Task requirements:
What follows is a listing; give it again exactly, in its entirety.

Data section:
begin

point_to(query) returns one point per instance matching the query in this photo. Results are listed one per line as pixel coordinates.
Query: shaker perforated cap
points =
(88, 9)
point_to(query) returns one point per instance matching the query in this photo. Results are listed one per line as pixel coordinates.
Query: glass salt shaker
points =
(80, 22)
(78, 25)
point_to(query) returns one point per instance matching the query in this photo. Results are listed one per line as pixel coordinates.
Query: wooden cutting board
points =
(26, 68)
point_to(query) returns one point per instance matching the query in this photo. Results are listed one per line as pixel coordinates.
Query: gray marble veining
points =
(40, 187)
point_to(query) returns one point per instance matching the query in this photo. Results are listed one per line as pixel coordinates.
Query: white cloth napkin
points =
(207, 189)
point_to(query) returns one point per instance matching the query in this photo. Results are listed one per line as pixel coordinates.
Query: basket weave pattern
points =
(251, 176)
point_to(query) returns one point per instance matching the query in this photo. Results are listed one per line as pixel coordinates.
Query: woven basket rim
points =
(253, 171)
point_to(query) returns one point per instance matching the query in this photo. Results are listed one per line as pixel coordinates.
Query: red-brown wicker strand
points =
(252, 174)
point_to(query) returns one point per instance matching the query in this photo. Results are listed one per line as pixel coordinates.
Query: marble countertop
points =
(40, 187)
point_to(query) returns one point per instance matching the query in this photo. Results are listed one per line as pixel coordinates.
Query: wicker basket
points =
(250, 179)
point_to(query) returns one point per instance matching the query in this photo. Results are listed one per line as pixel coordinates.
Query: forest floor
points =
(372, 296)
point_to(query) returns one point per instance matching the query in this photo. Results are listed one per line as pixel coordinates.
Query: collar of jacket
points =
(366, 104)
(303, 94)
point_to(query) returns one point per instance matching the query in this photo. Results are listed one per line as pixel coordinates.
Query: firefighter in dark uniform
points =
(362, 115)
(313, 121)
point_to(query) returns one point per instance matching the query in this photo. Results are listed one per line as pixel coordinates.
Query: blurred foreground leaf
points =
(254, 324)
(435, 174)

end

Solved exercise:
point_to(query) returns one point per instance matching the query in this photo. Results are listed one per line as pixel coordinates.
Query: shaker perforated cap
points =
(88, 9)
point_to(query) returns one point per instance matching the query in this photo. Results are listed one per line as pixel coordinates.
Query: glass salt shaker
points =
(80, 22)
(78, 25)
point_to(query) returns one point per instance matching the query in this photo. Results are listed one per line as pixel coordinates.
Query: wooden cutting board
points =
(26, 68)
point_to(query) returns one point per instance matching the query in this photo. Results are listed one per line as pixel coordinates.
Query: gray marble veining
points =
(40, 187)
point_to(query) returns one point per instance matching the query in this photo. Results are listed one per line as pixel coordinates.
Query: white cloth napkin
points =
(207, 189)
point_to(query) returns one point per instance matching the query in this photo. Results are listed one per line as pixel coordinates.
Query: basket weave pattern
points =
(251, 176)
point_to(query) returns one point per instance matching the query in this photo. Results are listed one per line as pixel coordinates.
Query: woven basket rim
points =
(253, 171)
point_to(query) returns one point per instance matching the query in this photo. Results are listed one per line as pixel coordinates.
Query: red-brown wicker strand
points =
(252, 174)
point_to(query) returns one point per instance matching the query in this photo. Results are listed one per line as pixel coordinates.
Query: marble countertop
points =
(40, 187)
point_to(query) returns one point per instance matching the query in this photo. Results are listed one per line as pixel coordinates.
Query: wicker basket
points =
(250, 179)
point_to(query) returns one point per instance matching the query in this photo. Results are listed one per line as pixel coordinates.
Query: forest floor
points =
(372, 296)
point_to(query) returns one point per instance matching the query in this photo. Results are listed one per line as pixel coordinates.
Query: collar of jacket
points =
(366, 104)
(303, 94)
point_to(query) returns one point per instance matching the query in this photo. Results are listed one per line as pixel coordinates.
Query: firefighter in dark uniform
points =
(362, 115)
(313, 121)
point_to(query) returns one point per instance matching the query in this photo. Results are listed one per line as pixel coordinates.
Query: blurred foreground leaf
points =
(254, 324)
(435, 174)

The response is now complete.